Position annotation records
-=-=-=-=-
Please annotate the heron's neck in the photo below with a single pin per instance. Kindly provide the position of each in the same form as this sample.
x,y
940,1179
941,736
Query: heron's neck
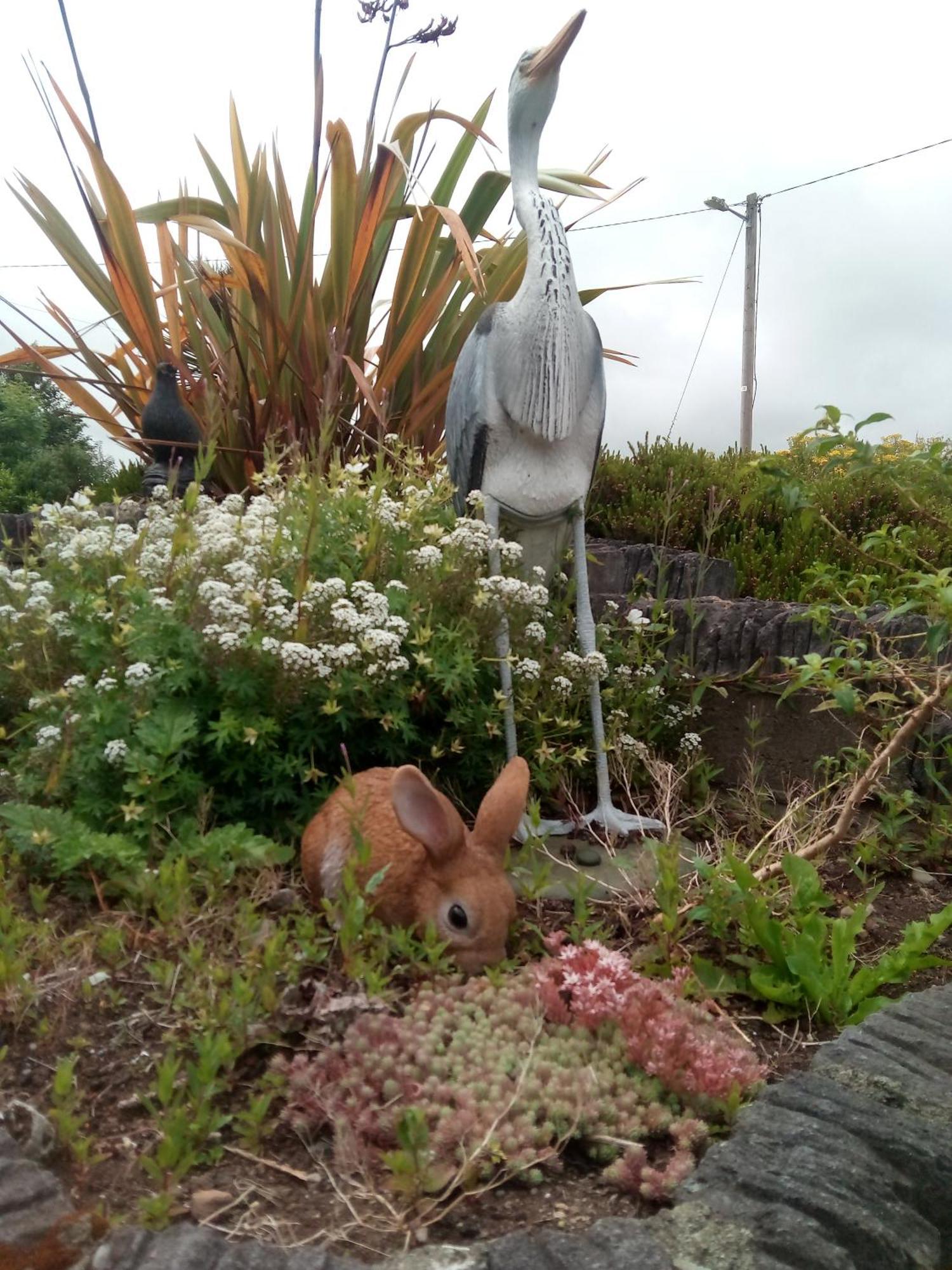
x,y
549,267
-=-=-=-=-
What you should do - Could you write out every line of the records again, requests included, but add 23 to each coordinate in the answers? Leave the pictures out.

Response to the exercise -
Please annotate the heron's neck in the photo below with a single pin per instance. Kindly provide the position of each in the same form as this sample.
x,y
940,1179
941,736
Query: heron's neck
x,y
572,290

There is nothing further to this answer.